╭─ Material

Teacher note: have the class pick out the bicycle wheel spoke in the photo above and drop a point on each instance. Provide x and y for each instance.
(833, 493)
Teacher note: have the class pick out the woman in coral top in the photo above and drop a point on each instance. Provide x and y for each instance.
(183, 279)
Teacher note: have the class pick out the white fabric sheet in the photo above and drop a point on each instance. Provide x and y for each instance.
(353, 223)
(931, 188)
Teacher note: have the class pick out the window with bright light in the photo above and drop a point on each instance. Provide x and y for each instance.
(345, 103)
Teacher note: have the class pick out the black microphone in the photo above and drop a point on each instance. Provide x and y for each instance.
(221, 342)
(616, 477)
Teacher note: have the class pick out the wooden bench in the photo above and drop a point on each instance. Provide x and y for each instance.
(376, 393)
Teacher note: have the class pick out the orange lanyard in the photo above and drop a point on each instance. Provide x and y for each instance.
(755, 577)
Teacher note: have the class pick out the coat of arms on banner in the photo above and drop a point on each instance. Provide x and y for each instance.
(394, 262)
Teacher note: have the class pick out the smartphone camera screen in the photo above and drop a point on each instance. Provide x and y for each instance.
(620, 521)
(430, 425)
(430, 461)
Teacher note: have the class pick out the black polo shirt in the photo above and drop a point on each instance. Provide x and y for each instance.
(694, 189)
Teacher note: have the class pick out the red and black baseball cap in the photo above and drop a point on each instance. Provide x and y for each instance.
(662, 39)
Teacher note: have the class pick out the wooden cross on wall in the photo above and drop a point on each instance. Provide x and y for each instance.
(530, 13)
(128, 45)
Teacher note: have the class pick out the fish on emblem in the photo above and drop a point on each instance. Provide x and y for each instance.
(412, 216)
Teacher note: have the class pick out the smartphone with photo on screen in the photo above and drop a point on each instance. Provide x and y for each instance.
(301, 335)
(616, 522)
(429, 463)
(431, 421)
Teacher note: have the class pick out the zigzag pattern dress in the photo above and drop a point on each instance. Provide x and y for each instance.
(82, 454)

╰─
╭─ Material

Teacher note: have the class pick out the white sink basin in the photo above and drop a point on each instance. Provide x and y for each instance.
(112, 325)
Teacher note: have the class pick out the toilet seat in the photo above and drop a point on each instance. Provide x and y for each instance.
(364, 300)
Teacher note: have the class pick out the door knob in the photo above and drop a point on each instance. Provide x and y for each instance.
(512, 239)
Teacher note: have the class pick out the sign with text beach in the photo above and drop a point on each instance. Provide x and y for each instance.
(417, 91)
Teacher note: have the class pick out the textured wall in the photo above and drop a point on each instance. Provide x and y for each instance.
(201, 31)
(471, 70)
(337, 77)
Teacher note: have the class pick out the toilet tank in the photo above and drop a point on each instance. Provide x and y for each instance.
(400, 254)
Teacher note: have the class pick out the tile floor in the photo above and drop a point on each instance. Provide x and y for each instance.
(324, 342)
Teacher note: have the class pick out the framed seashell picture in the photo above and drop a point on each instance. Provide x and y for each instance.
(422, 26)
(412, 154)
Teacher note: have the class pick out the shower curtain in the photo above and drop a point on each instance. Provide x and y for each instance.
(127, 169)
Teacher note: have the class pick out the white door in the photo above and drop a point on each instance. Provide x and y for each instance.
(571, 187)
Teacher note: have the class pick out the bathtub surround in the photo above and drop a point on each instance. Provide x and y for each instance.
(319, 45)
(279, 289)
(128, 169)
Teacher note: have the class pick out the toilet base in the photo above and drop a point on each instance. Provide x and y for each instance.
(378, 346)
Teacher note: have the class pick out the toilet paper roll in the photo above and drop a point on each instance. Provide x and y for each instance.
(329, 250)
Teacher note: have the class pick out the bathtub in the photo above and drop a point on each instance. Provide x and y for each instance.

╰─

Find every line in the material above that contains the string "black", and copy each of those lines. Case counts.

> _Finished answer_
Teacher note: have the class pick out the black microphone in the photo above and drop a point on each instance. Provide x and y for each instance.
Teacher note: have the class pick out the black polo shirt in the photo above and drop a point on each instance. Provide x and y for each instance.
Teacher note: have the class pick out the red and black baseball cap in the photo above and drop a point on each instance. Provide x and y for each instance.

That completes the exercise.